» Reading text
* Begin *

Interviewer’s Note: I saw Rita Dove and her husband, Fred Viebahn, dance for the first time on Christmas Eve, in 1984. I fell in love. As I loved them before, I suppose it would be more accurate to say that I fell in love with them all over again. In the words of Theodore Roethke, they were dancing mad. It was the first of several annual gatherings we shared in Santa Cruz, California, at the historical-landmark house of the poets George Hitchcock and Marjorie Simon, which we were house-sitting while they wintered in Mexico.

How often, among the vast number of poems in our time about other art forms, have the poets excelled at the forms they wrote about? It isn’t necessary, of course. At times, too much self-involvement can degrade a poem. But Rita Dove’s poems about dance educate and excite us. They do so in part because Rita is a brilliant dancer, a showstopper. They do so because dance—like poetry—like song, occupies a central place in the poet’s life.

Settle in then, and learn, as I did, more about dance than you thought you’d ever know. As you read Rita’s extraordinary responses, and read her poems, I’ll be surprised if you don’t start tapping your feet and feel the urge to be lighter, to move a little.


Robert McDowell: Can you talk a little about the movement of dance, and the movement (as in line to line, image to image, idea or thing to idea or thing) of poetry?

Rita Dove: Poetry is a kind of dance already. Technically, there’s the play of contemporary speech against the bass-line of the iambic, but there’s also the expression of desire that is continually restrained by the limits of the page, the breath, the very architecture of the language—just as dance is limited by the capabilities of our physical bodies as well as by gravity. A dancer toils in order to skim the surface of the floor, she develops muscles most of us don’t even know we have; but the goal is to appear weightless. A poet struggles to render into words that which is unsayable—the ineffable, that which is deeper than language—in the hopes that whatever words make the final cut will, in turn, strike the reader speechless.

In “Bolero,” for example, the rhythm of the dance is duplicated visually on the page, with one extremely long line followed by two short lines in an approximation of the “slow / quick-quick” of this very slow and sensuous dance. I wanted the reader to be stretched out to the limit of the page, and only then snapping back to the left margin—to reality? back to earth?—where he is allowed to take a breath (i.e., the stanza break) before returning to the fray.

McDowell: Can you tell us about your personal history with dance, both as a participant and viewer?

Dove: In African American culture, dance has always been a key element—a communal activity that soothed and united all levels. Everybody was expected to know how to dance, which usually meant hand-dancing (jitterbug or shag), as well as whatever new dances came along on the R&B scene. I grew up believing that any get-together was a good enough excuse to dance.

* End *

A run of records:
* Begin *

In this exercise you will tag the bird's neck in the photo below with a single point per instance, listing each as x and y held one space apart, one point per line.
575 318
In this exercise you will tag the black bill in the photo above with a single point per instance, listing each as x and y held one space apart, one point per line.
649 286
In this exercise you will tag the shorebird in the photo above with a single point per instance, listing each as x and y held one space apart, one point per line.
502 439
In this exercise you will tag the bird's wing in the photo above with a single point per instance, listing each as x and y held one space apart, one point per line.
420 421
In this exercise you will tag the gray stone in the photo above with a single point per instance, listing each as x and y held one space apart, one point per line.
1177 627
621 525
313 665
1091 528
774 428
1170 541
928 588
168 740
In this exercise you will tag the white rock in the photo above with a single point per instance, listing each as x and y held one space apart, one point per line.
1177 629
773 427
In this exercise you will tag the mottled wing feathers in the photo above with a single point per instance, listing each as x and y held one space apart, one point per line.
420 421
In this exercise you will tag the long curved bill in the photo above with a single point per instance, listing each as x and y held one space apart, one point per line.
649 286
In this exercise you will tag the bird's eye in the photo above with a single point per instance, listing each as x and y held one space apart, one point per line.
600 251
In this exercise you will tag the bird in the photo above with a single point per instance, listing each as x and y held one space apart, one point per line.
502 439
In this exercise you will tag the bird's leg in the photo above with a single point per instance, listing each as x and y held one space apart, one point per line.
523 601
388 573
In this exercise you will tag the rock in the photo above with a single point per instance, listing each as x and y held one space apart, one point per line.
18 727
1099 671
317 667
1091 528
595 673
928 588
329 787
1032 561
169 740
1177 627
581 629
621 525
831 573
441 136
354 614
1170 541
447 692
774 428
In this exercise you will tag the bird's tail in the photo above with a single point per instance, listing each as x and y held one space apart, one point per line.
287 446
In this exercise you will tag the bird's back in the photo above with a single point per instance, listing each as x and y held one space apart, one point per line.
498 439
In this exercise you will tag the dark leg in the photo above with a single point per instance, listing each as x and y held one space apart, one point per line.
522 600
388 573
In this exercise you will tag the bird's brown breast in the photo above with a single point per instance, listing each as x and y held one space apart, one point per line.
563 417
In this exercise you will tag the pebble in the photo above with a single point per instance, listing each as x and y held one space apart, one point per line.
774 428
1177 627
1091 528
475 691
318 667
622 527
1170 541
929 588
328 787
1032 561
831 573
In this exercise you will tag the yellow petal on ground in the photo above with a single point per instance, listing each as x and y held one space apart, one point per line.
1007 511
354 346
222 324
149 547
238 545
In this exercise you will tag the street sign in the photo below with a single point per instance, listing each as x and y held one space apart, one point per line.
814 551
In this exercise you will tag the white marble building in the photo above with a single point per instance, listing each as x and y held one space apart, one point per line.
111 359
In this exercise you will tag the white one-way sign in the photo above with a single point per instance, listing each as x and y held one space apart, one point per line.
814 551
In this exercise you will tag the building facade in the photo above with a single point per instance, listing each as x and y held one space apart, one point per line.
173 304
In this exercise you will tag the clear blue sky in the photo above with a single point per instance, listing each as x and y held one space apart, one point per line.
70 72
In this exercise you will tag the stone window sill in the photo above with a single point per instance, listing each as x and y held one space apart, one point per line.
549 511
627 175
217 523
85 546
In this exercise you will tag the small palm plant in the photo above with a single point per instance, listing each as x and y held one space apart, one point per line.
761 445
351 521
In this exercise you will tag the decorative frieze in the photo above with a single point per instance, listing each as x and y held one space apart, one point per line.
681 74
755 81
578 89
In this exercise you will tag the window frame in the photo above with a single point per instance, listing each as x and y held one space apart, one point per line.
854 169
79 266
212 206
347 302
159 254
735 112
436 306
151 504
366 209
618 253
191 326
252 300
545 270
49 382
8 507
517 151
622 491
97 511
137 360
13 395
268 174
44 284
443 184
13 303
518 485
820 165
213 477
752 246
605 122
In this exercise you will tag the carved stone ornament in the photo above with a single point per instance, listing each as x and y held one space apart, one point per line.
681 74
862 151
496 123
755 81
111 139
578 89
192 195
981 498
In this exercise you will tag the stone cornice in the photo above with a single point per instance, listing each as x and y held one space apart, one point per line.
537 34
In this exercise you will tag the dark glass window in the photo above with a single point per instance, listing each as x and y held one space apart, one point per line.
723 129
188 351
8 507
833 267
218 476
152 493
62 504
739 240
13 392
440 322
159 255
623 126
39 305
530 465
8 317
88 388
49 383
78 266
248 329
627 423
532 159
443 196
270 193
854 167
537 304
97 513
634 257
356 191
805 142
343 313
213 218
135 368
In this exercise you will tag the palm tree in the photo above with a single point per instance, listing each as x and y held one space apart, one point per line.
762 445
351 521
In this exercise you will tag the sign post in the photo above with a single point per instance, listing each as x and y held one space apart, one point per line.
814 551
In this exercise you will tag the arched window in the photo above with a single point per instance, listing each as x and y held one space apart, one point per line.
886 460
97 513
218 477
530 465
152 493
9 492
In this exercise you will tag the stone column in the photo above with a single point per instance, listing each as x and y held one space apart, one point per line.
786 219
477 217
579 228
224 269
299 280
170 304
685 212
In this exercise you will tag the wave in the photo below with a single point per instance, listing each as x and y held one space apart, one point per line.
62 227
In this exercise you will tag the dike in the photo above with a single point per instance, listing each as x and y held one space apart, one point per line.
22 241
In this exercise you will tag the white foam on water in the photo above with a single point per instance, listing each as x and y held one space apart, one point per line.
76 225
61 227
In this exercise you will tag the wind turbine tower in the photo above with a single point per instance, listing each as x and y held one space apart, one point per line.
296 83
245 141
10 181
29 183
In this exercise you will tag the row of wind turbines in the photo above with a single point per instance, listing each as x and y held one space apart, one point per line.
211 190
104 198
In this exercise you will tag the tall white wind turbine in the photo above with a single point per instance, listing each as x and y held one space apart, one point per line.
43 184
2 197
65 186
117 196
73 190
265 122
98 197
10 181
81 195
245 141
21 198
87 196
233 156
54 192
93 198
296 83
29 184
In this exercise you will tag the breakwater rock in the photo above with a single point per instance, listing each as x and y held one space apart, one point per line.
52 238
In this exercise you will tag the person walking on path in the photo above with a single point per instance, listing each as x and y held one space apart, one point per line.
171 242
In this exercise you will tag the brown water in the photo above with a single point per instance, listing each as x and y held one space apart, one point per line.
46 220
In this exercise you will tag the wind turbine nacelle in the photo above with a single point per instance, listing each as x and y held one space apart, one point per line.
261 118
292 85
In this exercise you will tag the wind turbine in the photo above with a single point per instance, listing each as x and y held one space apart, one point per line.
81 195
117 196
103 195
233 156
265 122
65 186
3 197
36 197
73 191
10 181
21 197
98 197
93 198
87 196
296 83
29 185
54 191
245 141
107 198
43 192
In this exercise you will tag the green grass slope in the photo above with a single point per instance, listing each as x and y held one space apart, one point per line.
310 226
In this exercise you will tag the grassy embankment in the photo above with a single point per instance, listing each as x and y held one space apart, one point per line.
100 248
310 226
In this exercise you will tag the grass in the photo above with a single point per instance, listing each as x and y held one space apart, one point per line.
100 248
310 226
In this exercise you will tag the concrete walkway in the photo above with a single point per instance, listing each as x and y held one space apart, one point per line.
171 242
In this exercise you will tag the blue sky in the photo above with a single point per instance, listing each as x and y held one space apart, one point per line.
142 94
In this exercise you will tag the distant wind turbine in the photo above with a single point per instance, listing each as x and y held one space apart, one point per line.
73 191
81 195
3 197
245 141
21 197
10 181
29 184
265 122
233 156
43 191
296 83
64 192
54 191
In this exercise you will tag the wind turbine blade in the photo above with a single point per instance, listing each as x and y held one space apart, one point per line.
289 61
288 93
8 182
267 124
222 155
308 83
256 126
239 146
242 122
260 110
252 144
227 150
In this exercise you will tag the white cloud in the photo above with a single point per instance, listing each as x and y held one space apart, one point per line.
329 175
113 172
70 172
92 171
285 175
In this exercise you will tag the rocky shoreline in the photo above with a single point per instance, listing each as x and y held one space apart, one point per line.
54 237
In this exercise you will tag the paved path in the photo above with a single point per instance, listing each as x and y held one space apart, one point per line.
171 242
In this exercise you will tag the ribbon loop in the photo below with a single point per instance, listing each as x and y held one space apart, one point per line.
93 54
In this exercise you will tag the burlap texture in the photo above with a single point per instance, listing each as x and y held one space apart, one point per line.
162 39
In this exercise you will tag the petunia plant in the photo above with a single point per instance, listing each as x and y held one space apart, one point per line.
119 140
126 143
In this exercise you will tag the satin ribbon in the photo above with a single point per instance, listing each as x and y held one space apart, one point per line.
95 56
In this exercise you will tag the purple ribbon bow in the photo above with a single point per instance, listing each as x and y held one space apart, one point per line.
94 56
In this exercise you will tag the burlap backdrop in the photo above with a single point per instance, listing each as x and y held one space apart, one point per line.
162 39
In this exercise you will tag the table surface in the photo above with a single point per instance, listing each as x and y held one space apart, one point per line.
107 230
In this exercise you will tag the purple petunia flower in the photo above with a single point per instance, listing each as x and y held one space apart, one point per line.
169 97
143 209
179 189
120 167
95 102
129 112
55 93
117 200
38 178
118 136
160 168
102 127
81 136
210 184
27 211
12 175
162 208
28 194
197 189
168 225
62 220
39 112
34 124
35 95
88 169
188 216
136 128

* End *

» Short exercise
Translate this sentence from the interview on poetry and dance into Spanish: "I grew up believing that any get-together was a good enough excuse to dance." Work from the interview alone.

» Answer to this problem
Crecí creyendo que cualquier reunión era una excusa suficientemente buena para bailar.